Document text ::
**********
The window is the **10 %–90 % slice** of the workload duration,
anchored at the **first `MSG_TYPE_SCENARIO_START`** the freeze
coordinator observes. A 10 % pre-buffer at the start (workload
ramp-up) and a 10 % post-buffer at the end (ramp-down) keep periodic
samples off transient state.

The remaining 80 % is divided into `N + 1` equal intervals, yielding
`N` interior boundary points:

| `num_snapshots = N` | Boundary timestamps (relative to scenario start) |
|---|---|
| `1` | `0.5·d` (midpoint) |
| `3` | `0.3·d`, `0.5·d`, `0.7·d` |
| `N ≥ 2` | `0.1·d + (i+1)·0.8·d / (N+1)` for `i ∈ 0..N` |

For a 10 s workload, `N = 3` produces captures at scenario_start +
{3 s, 5 s, 7 s}.

Anchoring at `MSG_TYPE_SCENARIO_START` means VM boot, BPF verifier
time, and any other pre-scenario work do NOT eat the budget — every
boundary lands inside the workload's actual run window.
**********
Point annotation dataset records ::
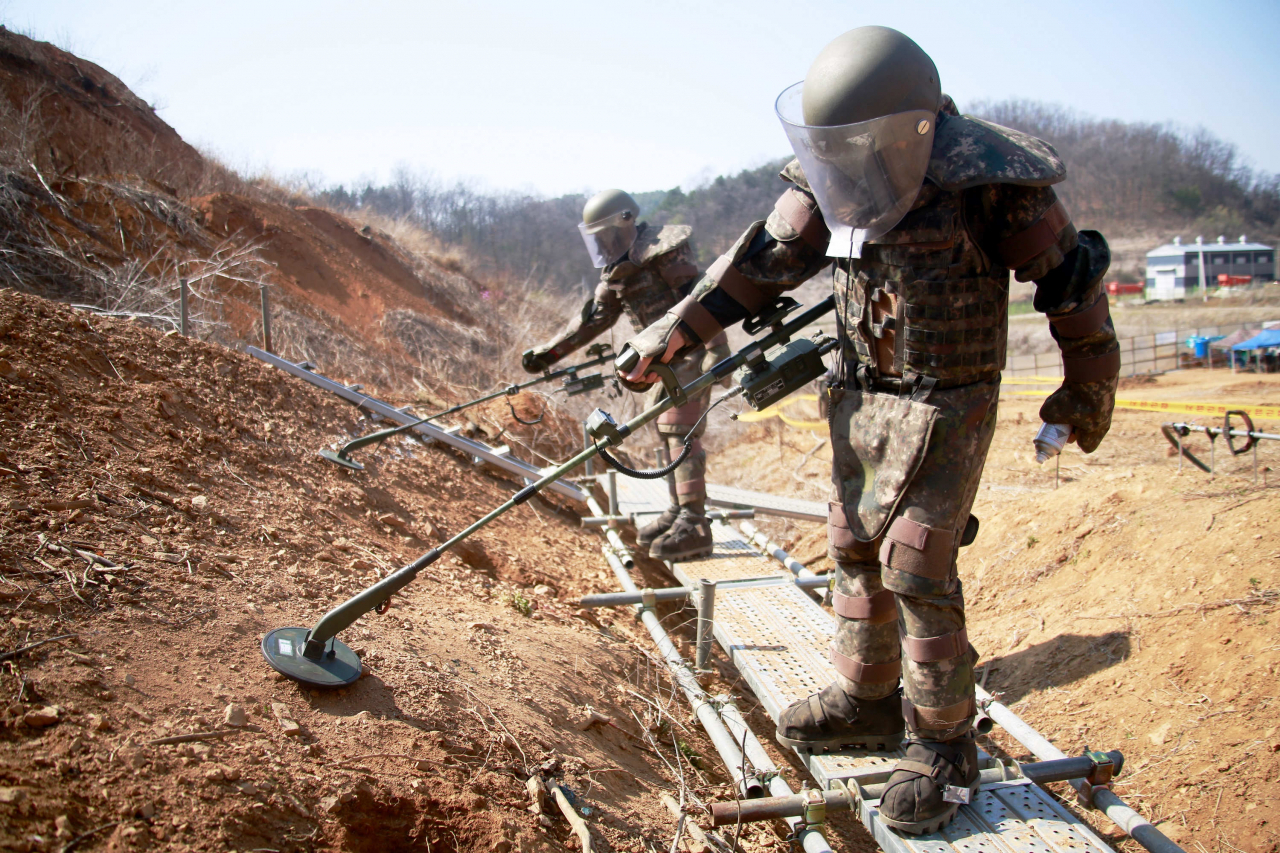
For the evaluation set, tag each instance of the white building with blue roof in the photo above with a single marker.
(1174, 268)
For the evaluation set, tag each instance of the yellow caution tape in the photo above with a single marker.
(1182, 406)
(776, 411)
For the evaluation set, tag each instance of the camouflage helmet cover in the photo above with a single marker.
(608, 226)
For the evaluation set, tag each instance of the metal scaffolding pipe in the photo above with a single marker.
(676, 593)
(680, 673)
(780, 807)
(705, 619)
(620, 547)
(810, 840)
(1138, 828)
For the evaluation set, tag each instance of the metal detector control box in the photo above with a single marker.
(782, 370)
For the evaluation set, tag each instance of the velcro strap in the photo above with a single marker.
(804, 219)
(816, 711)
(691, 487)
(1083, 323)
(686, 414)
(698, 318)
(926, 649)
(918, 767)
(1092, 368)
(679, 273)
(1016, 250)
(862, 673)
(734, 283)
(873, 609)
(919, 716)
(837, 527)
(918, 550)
**********
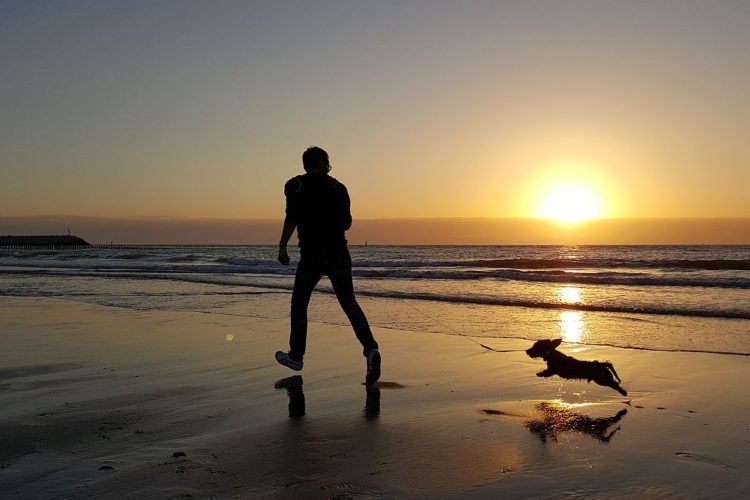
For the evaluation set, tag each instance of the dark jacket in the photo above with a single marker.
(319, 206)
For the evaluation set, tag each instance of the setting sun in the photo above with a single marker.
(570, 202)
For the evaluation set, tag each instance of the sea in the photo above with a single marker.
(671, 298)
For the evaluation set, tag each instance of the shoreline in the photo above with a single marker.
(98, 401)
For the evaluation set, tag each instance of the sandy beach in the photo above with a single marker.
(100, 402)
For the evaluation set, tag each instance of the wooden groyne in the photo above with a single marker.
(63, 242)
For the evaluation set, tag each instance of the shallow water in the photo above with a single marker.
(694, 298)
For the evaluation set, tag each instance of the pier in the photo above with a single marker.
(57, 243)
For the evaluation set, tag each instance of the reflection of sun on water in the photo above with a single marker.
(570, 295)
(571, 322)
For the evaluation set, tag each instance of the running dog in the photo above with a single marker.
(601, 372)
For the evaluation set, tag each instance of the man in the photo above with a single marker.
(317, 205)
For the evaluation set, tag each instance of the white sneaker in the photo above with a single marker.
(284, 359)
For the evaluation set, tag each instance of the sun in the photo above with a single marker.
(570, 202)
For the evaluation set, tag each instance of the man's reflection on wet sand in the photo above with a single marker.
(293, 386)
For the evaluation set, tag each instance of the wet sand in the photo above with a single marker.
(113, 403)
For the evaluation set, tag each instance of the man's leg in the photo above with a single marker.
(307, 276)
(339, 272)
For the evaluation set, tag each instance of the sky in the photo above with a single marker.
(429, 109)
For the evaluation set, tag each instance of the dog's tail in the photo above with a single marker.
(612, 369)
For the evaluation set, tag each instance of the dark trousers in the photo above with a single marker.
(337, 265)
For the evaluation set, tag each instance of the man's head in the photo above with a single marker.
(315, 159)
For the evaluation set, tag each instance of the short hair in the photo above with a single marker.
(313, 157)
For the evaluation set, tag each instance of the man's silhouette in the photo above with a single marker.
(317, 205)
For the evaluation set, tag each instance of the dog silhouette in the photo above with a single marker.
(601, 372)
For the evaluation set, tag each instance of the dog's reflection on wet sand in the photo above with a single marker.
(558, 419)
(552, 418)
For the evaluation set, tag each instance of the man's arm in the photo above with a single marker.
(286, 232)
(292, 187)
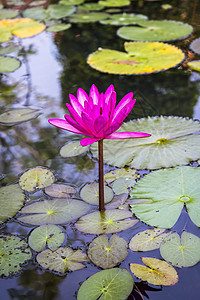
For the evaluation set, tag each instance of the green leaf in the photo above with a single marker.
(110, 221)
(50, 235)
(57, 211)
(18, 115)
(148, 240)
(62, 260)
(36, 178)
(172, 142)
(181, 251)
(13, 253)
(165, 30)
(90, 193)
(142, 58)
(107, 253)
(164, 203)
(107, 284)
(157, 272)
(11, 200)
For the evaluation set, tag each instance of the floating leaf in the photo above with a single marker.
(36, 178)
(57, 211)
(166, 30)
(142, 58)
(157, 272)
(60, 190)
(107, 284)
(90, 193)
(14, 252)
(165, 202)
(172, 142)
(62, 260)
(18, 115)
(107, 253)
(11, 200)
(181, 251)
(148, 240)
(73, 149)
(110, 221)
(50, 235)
**********
Required actions ::
A. In the snapshot-window text, what capture times does a 10 s workload with N = 3 produce?
B. Which lines in the entries contain the word "white"? Select each one and copy it.

Solutions below ::
A.
scenario_start + 3 s
scenario_start + 5 s
scenario_start + 7 s

B.
For the evaluation set, tag each instance of the white building with blue roof in the photo above with a single marker.
For the evaluation set, tag each instance of the white sneaker in the photo above with a single marker.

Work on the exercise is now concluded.